> **Exercise aim**
Print every entry, word for word, and skip the images.

> **Records for processing**
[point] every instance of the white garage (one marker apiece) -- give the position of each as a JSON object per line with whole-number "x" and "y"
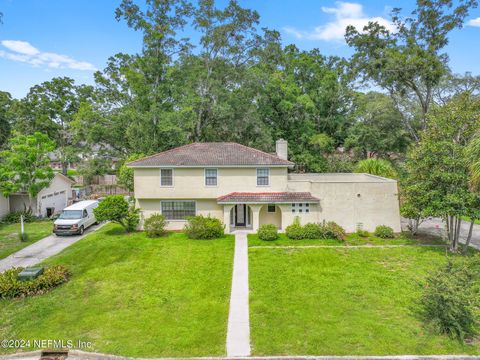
{"x": 49, "y": 201}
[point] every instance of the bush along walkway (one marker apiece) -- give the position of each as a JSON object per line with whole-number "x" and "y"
{"x": 238, "y": 332}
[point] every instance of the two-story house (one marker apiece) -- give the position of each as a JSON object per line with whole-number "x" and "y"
{"x": 246, "y": 187}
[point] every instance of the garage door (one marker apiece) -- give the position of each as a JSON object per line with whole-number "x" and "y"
{"x": 53, "y": 203}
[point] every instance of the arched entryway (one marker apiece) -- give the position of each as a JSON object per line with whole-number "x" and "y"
{"x": 271, "y": 214}
{"x": 241, "y": 217}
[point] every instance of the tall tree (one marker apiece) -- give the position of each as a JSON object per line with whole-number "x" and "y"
{"x": 378, "y": 130}
{"x": 438, "y": 178}
{"x": 409, "y": 61}
{"x": 51, "y": 108}
{"x": 305, "y": 97}
{"x": 5, "y": 117}
{"x": 215, "y": 82}
{"x": 152, "y": 127}
{"x": 25, "y": 165}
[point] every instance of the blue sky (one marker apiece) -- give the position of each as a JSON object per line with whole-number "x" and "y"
{"x": 41, "y": 39}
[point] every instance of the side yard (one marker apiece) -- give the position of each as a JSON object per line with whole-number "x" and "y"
{"x": 352, "y": 301}
{"x": 134, "y": 296}
{"x": 9, "y": 236}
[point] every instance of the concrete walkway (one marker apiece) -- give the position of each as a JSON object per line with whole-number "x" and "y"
{"x": 238, "y": 332}
{"x": 366, "y": 246}
{"x": 42, "y": 249}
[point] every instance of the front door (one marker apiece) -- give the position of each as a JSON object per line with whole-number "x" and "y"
{"x": 240, "y": 212}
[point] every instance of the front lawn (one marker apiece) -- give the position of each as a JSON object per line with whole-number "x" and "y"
{"x": 134, "y": 296}
{"x": 9, "y": 236}
{"x": 352, "y": 239}
{"x": 352, "y": 301}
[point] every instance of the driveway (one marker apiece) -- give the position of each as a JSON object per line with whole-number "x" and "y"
{"x": 42, "y": 249}
{"x": 436, "y": 227}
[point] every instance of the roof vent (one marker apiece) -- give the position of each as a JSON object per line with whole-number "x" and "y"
{"x": 282, "y": 149}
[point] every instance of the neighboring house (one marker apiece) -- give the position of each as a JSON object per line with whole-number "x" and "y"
{"x": 246, "y": 188}
{"x": 49, "y": 200}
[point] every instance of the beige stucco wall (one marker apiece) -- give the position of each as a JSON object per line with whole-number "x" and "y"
{"x": 352, "y": 204}
{"x": 351, "y": 200}
{"x": 4, "y": 206}
{"x": 21, "y": 203}
{"x": 203, "y": 207}
{"x": 189, "y": 183}
{"x": 271, "y": 218}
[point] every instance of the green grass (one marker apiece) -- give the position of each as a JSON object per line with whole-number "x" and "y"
{"x": 467, "y": 219}
{"x": 133, "y": 296}
{"x": 9, "y": 236}
{"x": 343, "y": 302}
{"x": 352, "y": 239}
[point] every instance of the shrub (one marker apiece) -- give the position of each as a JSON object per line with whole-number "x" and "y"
{"x": 23, "y": 237}
{"x": 201, "y": 227}
{"x": 451, "y": 298}
{"x": 362, "y": 233}
{"x": 294, "y": 231}
{"x": 14, "y": 217}
{"x": 133, "y": 219}
{"x": 268, "y": 232}
{"x": 155, "y": 225}
{"x": 313, "y": 231}
{"x": 334, "y": 231}
{"x": 384, "y": 232}
{"x": 11, "y": 287}
{"x": 116, "y": 208}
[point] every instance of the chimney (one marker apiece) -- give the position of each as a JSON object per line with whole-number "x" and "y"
{"x": 282, "y": 149}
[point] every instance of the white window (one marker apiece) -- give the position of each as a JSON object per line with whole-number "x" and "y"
{"x": 263, "y": 177}
{"x": 178, "y": 210}
{"x": 211, "y": 177}
{"x": 166, "y": 177}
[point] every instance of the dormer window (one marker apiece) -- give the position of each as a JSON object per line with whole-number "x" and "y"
{"x": 263, "y": 177}
{"x": 166, "y": 177}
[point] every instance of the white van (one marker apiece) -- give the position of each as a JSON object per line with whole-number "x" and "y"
{"x": 76, "y": 218}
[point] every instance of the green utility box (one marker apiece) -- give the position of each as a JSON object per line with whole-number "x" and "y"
{"x": 30, "y": 273}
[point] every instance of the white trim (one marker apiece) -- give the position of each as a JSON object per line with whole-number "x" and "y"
{"x": 262, "y": 203}
{"x": 173, "y": 177}
{"x": 256, "y": 177}
{"x": 205, "y": 177}
{"x": 176, "y": 200}
{"x": 213, "y": 165}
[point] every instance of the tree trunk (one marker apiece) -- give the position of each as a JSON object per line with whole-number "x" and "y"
{"x": 414, "y": 224}
{"x": 469, "y": 237}
{"x": 30, "y": 201}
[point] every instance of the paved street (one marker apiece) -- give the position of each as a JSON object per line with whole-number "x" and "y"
{"x": 42, "y": 249}
{"x": 436, "y": 227}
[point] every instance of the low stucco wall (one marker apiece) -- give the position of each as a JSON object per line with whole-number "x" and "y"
{"x": 354, "y": 204}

> **Task solution**
[point] every instance of the white garage (one marker apiece) -- give the position of each as a JSON object per line with whole-number "x" and "y"
{"x": 49, "y": 201}
[point] every instance of the bush along walkway (one marker apiece) -- give the position of each as a JSON object per line with whole-number "x" and "y"
{"x": 238, "y": 332}
[point] every instance of the two-story house (one marker apiece) -- give the position of each as a JSON object per line with whole-number "x" and "y"
{"x": 246, "y": 187}
[point] every instance of the garage door (one marker apiece) -- give the position of each as a JSON object per line with whole-number "x" and "y"
{"x": 53, "y": 203}
[point] every instance of the arched entryway (one marker apiece) -- give the position of each as a JSON object per line with whole-number "x" and "y"
{"x": 271, "y": 214}
{"x": 241, "y": 217}
[point] every instance of the tall tree (one marker apiece) -- give the position of each as a JSON object per line with whole-number "x" and "y"
{"x": 378, "y": 130}
{"x": 438, "y": 178}
{"x": 409, "y": 61}
{"x": 51, "y": 108}
{"x": 305, "y": 97}
{"x": 5, "y": 117}
{"x": 215, "y": 82}
{"x": 152, "y": 127}
{"x": 25, "y": 165}
[point] every instance of the blue sky (one marker apiece) -- give the position of each as a JSON object per line with whole-number "x" and "y"
{"x": 41, "y": 39}
[point] every instance of the side yard (one marker apiece) -- give the position of each as a JSON object per line with whole-number "x" and "y"
{"x": 352, "y": 301}
{"x": 134, "y": 296}
{"x": 9, "y": 236}
[point] every instance of the concrete walkway (one marker apiece) -- give the position of each as a JSON object per line with whole-number "x" and "y"
{"x": 238, "y": 332}
{"x": 366, "y": 246}
{"x": 42, "y": 249}
[point] every instance of the front door (one marker apiece) -- give the position of each as a JSON object per line with whole-number "x" and "y"
{"x": 240, "y": 212}
[point] every instance of the front lawn (one marker apiece) -- give the position of each as a JSON object per line with whole-number "x" and "y"
{"x": 134, "y": 296}
{"x": 9, "y": 236}
{"x": 352, "y": 239}
{"x": 352, "y": 301}
[point] every instance of the driveway (one marker apiece) -- give the position of each as a JSON object per line with whole-number "x" and "y"
{"x": 42, "y": 249}
{"x": 436, "y": 227}
[point] every instance of the roof vent (one marker apiece) -- give the position of each as a JSON object per line with whole-number "x" and "y"
{"x": 282, "y": 149}
[point] every instance of the neighboring house (one marker apiece) -- give the position of each as a JSON object per line with whole-number "x" and "y"
{"x": 246, "y": 188}
{"x": 49, "y": 200}
[point] every instance of the beige stucco wall (one marker apiece) -- give the position of each as a JSON object per line with whole-number "x" and "y"
{"x": 352, "y": 204}
{"x": 351, "y": 200}
{"x": 4, "y": 206}
{"x": 21, "y": 203}
{"x": 203, "y": 207}
{"x": 189, "y": 183}
{"x": 271, "y": 218}
[point] every instance of the green grass (one marker apiece) -- give the position of each as a JSON object per line with whole-number "x" and "y"
{"x": 467, "y": 219}
{"x": 133, "y": 296}
{"x": 9, "y": 236}
{"x": 343, "y": 302}
{"x": 352, "y": 239}
[point] every instance of the shrub (one marker apiece) -- give the position of each as a JSON object per line with whole-number "x" and "y"
{"x": 23, "y": 237}
{"x": 201, "y": 227}
{"x": 451, "y": 298}
{"x": 362, "y": 233}
{"x": 294, "y": 231}
{"x": 14, "y": 217}
{"x": 133, "y": 219}
{"x": 268, "y": 232}
{"x": 155, "y": 225}
{"x": 313, "y": 231}
{"x": 334, "y": 231}
{"x": 384, "y": 232}
{"x": 11, "y": 287}
{"x": 116, "y": 208}
[point] every instance of the chimney (one marker apiece) -- give the position of each as a JSON object per line with whole-number "x" and "y"
{"x": 282, "y": 149}
[point] every instance of the white window (one marker apiece) -- give the position of each as a JSON object per line with whole-number "x" and "y"
{"x": 263, "y": 177}
{"x": 178, "y": 210}
{"x": 211, "y": 177}
{"x": 166, "y": 177}
[point] every instance of the dormer window (one marker apiece) -- give the position of each as a JSON object per line with whole-number "x" and "y"
{"x": 263, "y": 177}
{"x": 166, "y": 177}
[point] every instance of the white van (one marker apiece) -- give the position of each as a JSON object per line with whole-number "x" and "y"
{"x": 76, "y": 218}
[point] every instance of the green utility box (one marker apiece) -- give the position of each as a JSON object per line with whole-number "x" and "y"
{"x": 30, "y": 273}
[point] every instance of the white trim (one marker apiece) -- give the position of each as a JSON object per line with whole-number "x" and "y"
{"x": 262, "y": 203}
{"x": 173, "y": 177}
{"x": 256, "y": 177}
{"x": 205, "y": 177}
{"x": 176, "y": 200}
{"x": 213, "y": 165}
[point] every instance of the tree trunk (one marker apiece) -- give the position of each as a JSON object per line with whole-number "x" and "y"
{"x": 414, "y": 224}
{"x": 469, "y": 237}
{"x": 30, "y": 201}
[point] every instance of the paved street (one marker apiece) -- give the position of each as a JSON object per line with whole-number "x" and "y"
{"x": 42, "y": 249}
{"x": 436, "y": 227}
[point] every instance of the low stucco wall (one marker apiece) -- give the position of each as a JSON object per line with whole-number "x" and "y"
{"x": 354, "y": 204}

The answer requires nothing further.